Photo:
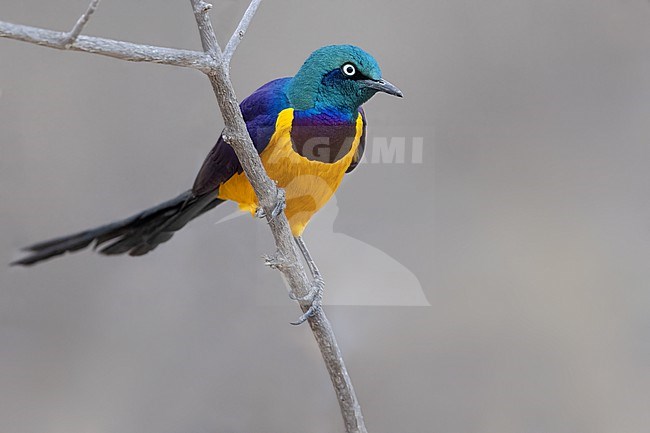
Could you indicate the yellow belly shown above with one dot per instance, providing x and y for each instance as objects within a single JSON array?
[{"x": 308, "y": 184}]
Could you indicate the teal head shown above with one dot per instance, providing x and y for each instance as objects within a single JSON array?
[{"x": 338, "y": 76}]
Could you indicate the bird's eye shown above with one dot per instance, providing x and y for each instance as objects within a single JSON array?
[{"x": 349, "y": 69}]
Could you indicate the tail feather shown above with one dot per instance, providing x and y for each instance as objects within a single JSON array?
[{"x": 136, "y": 235}]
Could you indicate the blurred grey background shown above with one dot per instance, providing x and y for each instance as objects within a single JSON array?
[{"x": 527, "y": 226}]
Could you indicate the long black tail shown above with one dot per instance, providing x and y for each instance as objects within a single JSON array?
[{"x": 136, "y": 235}]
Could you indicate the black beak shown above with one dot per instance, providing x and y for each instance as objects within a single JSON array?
[{"x": 383, "y": 86}]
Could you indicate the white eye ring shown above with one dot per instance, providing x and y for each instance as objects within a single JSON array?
[{"x": 349, "y": 69}]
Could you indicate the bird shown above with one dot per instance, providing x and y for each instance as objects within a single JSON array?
[{"x": 309, "y": 131}]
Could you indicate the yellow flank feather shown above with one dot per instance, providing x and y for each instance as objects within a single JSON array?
[{"x": 308, "y": 184}]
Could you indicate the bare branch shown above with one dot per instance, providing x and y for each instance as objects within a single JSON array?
[
  {"x": 107, "y": 47},
  {"x": 81, "y": 22},
  {"x": 239, "y": 33},
  {"x": 236, "y": 134},
  {"x": 286, "y": 259},
  {"x": 208, "y": 37}
]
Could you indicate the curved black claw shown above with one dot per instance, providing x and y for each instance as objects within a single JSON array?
[
  {"x": 315, "y": 299},
  {"x": 280, "y": 204}
]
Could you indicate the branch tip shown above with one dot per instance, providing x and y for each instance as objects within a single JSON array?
[{"x": 72, "y": 35}]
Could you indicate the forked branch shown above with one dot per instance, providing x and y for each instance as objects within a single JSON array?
[{"x": 215, "y": 63}]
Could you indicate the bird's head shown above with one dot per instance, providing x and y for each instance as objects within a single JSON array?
[{"x": 338, "y": 76}]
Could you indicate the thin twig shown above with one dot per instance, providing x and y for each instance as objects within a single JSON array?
[
  {"x": 286, "y": 259},
  {"x": 208, "y": 37},
  {"x": 81, "y": 22},
  {"x": 236, "y": 134},
  {"x": 108, "y": 47},
  {"x": 239, "y": 33}
]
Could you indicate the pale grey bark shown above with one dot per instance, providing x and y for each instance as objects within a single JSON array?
[{"x": 215, "y": 64}]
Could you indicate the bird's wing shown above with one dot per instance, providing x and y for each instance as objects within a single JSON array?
[
  {"x": 356, "y": 158},
  {"x": 260, "y": 111}
]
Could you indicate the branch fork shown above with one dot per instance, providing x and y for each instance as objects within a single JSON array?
[{"x": 215, "y": 63}]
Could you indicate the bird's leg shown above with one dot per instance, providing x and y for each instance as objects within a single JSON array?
[
  {"x": 278, "y": 207},
  {"x": 315, "y": 295}
]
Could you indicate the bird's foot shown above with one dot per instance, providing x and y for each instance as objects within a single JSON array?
[
  {"x": 314, "y": 299},
  {"x": 276, "y": 261},
  {"x": 280, "y": 205}
]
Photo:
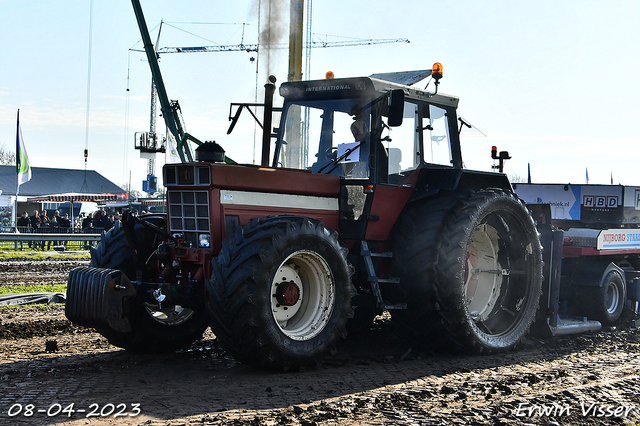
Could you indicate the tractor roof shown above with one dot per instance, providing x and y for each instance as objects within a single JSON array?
[{"x": 341, "y": 88}]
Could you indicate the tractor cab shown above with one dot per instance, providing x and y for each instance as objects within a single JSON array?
[{"x": 366, "y": 130}]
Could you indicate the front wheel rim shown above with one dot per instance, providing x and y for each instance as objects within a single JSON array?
[
  {"x": 171, "y": 315},
  {"x": 302, "y": 295},
  {"x": 612, "y": 299}
]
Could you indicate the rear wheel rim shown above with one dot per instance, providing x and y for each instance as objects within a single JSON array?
[
  {"x": 310, "y": 274},
  {"x": 499, "y": 256},
  {"x": 483, "y": 273}
]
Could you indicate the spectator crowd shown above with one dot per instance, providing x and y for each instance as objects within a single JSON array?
[{"x": 43, "y": 222}]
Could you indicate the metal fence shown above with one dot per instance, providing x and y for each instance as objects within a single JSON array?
[{"x": 19, "y": 238}]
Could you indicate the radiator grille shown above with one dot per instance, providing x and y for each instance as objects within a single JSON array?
[{"x": 189, "y": 214}]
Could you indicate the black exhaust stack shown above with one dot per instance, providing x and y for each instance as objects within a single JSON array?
[{"x": 269, "y": 88}]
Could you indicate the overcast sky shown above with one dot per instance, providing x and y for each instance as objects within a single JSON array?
[{"x": 553, "y": 82}]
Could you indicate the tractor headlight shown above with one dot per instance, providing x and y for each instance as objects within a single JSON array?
[{"x": 204, "y": 240}]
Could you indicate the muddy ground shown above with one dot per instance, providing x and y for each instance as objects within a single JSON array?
[{"x": 53, "y": 372}]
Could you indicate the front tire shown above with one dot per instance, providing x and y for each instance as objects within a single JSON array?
[
  {"x": 280, "y": 293},
  {"x": 154, "y": 328}
]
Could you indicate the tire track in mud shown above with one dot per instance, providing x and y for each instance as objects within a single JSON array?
[{"x": 373, "y": 379}]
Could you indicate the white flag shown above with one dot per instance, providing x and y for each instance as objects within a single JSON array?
[
  {"x": 171, "y": 152},
  {"x": 22, "y": 160}
]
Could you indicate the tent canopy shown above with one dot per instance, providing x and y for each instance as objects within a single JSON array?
[{"x": 72, "y": 197}]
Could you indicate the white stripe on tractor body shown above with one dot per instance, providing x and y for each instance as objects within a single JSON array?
[{"x": 264, "y": 199}]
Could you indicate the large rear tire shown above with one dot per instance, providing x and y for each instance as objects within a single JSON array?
[
  {"x": 154, "y": 328},
  {"x": 471, "y": 271},
  {"x": 280, "y": 293},
  {"x": 489, "y": 273}
]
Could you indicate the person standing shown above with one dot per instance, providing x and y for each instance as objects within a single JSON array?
[
  {"x": 23, "y": 224},
  {"x": 44, "y": 227},
  {"x": 35, "y": 226},
  {"x": 86, "y": 221}
]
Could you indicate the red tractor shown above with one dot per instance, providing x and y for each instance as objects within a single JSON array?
[{"x": 361, "y": 205}]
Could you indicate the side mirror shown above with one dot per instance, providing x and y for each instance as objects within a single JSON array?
[{"x": 396, "y": 107}]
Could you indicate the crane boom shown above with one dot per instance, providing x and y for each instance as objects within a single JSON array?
[
  {"x": 168, "y": 111},
  {"x": 256, "y": 47}
]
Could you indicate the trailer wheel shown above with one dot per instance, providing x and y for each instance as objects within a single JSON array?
[
  {"x": 605, "y": 303},
  {"x": 155, "y": 329},
  {"x": 280, "y": 294},
  {"x": 488, "y": 274}
]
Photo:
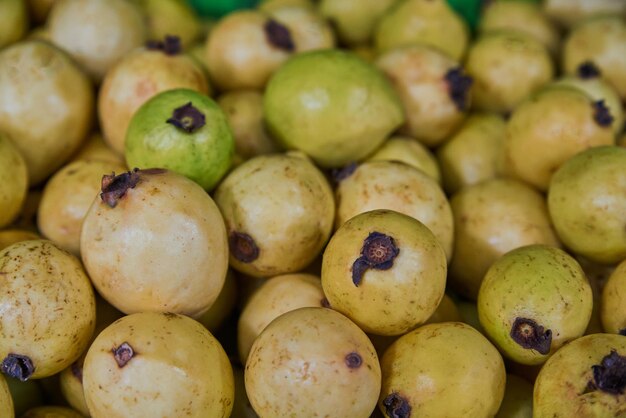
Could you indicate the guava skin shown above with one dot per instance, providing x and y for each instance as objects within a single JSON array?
[
  {"x": 203, "y": 154},
  {"x": 332, "y": 105}
]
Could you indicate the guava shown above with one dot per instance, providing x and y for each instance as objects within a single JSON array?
[
  {"x": 587, "y": 203},
  {"x": 331, "y": 105},
  {"x": 330, "y": 369},
  {"x": 184, "y": 131},
  {"x": 533, "y": 300},
  {"x": 157, "y": 364}
]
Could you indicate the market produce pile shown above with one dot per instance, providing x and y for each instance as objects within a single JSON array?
[{"x": 312, "y": 208}]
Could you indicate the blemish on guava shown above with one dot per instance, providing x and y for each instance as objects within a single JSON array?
[
  {"x": 243, "y": 247},
  {"x": 114, "y": 187},
  {"x": 353, "y": 360},
  {"x": 396, "y": 406},
  {"x": 458, "y": 87},
  {"x": 528, "y": 334},
  {"x": 588, "y": 70},
  {"x": 123, "y": 354},
  {"x": 378, "y": 252},
  {"x": 279, "y": 36},
  {"x": 610, "y": 375},
  {"x": 18, "y": 366},
  {"x": 187, "y": 118}
]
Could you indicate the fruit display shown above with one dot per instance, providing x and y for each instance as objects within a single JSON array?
[{"x": 312, "y": 208}]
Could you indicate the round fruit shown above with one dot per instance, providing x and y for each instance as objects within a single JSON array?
[
  {"x": 48, "y": 309},
  {"x": 398, "y": 187},
  {"x": 184, "y": 131},
  {"x": 433, "y": 90},
  {"x": 45, "y": 131},
  {"x": 585, "y": 379},
  {"x": 13, "y": 181},
  {"x": 506, "y": 67},
  {"x": 549, "y": 128},
  {"x": 447, "y": 369},
  {"x": 97, "y": 33},
  {"x": 279, "y": 212},
  {"x": 278, "y": 295},
  {"x": 157, "y": 364},
  {"x": 490, "y": 219},
  {"x": 332, "y": 105},
  {"x": 331, "y": 369},
  {"x": 139, "y": 76},
  {"x": 532, "y": 301},
  {"x": 587, "y": 203},
  {"x": 384, "y": 270},
  {"x": 66, "y": 199},
  {"x": 153, "y": 240}
]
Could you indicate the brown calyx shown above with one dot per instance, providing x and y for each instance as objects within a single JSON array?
[
  {"x": 243, "y": 247},
  {"x": 528, "y": 334},
  {"x": 123, "y": 354},
  {"x": 18, "y": 366}
]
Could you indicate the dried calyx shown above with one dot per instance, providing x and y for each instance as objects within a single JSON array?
[
  {"x": 528, "y": 334},
  {"x": 18, "y": 366},
  {"x": 396, "y": 406},
  {"x": 243, "y": 247},
  {"x": 378, "y": 252},
  {"x": 601, "y": 114},
  {"x": 279, "y": 36},
  {"x": 458, "y": 87},
  {"x": 170, "y": 45},
  {"x": 187, "y": 118},
  {"x": 588, "y": 70}
]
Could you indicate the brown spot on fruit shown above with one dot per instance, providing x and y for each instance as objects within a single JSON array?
[
  {"x": 528, "y": 334},
  {"x": 123, "y": 354},
  {"x": 18, "y": 366},
  {"x": 243, "y": 247},
  {"x": 396, "y": 406}
]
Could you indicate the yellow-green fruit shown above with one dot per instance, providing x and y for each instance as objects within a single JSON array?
[
  {"x": 244, "y": 110},
  {"x": 584, "y": 379},
  {"x": 613, "y": 302},
  {"x": 442, "y": 370},
  {"x": 473, "y": 153},
  {"x": 66, "y": 199},
  {"x": 96, "y": 33},
  {"x": 523, "y": 16},
  {"x": 312, "y": 361},
  {"x": 354, "y": 20},
  {"x": 490, "y": 219},
  {"x": 549, "y": 128},
  {"x": 13, "y": 181},
  {"x": 411, "y": 152},
  {"x": 138, "y": 77},
  {"x": 45, "y": 131},
  {"x": 532, "y": 301},
  {"x": 332, "y": 105},
  {"x": 278, "y": 295},
  {"x": 601, "y": 40},
  {"x": 13, "y": 21},
  {"x": 398, "y": 187},
  {"x": 6, "y": 400},
  {"x": 587, "y": 203},
  {"x": 384, "y": 270},
  {"x": 429, "y": 22},
  {"x": 506, "y": 67},
  {"x": 280, "y": 230},
  {"x": 432, "y": 88},
  {"x": 518, "y": 398},
  {"x": 51, "y": 412},
  {"x": 154, "y": 240},
  {"x": 157, "y": 364},
  {"x": 41, "y": 287}
]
^^^^^^^^
> Task objective:
Repeat the line containing "Could you indicate the yellow-green" and all subsequent lines through the final line of the data, exactly and with no others.

> Solution to this exercise:
Could you indicate the yellow-green fruit shown above with one dot per instance, providing x and y for each instance as objects within a single JSON array?
[
  {"x": 244, "y": 110},
  {"x": 584, "y": 379},
  {"x": 613, "y": 302},
  {"x": 442, "y": 370},
  {"x": 473, "y": 153},
  {"x": 66, "y": 199},
  {"x": 96, "y": 33},
  {"x": 523, "y": 16},
  {"x": 312, "y": 361},
  {"x": 354, "y": 20},
  {"x": 490, "y": 219},
  {"x": 549, "y": 128},
  {"x": 13, "y": 181},
  {"x": 411, "y": 152},
  {"x": 138, "y": 77},
  {"x": 45, "y": 131},
  {"x": 532, "y": 301},
  {"x": 332, "y": 105},
  {"x": 278, "y": 295},
  {"x": 601, "y": 40},
  {"x": 13, "y": 21},
  {"x": 398, "y": 187},
  {"x": 6, "y": 400},
  {"x": 587, "y": 203},
  {"x": 384, "y": 270},
  {"x": 429, "y": 22},
  {"x": 506, "y": 67},
  {"x": 280, "y": 230},
  {"x": 432, "y": 88},
  {"x": 518, "y": 398},
  {"x": 51, "y": 412},
  {"x": 154, "y": 240},
  {"x": 157, "y": 364},
  {"x": 41, "y": 287}
]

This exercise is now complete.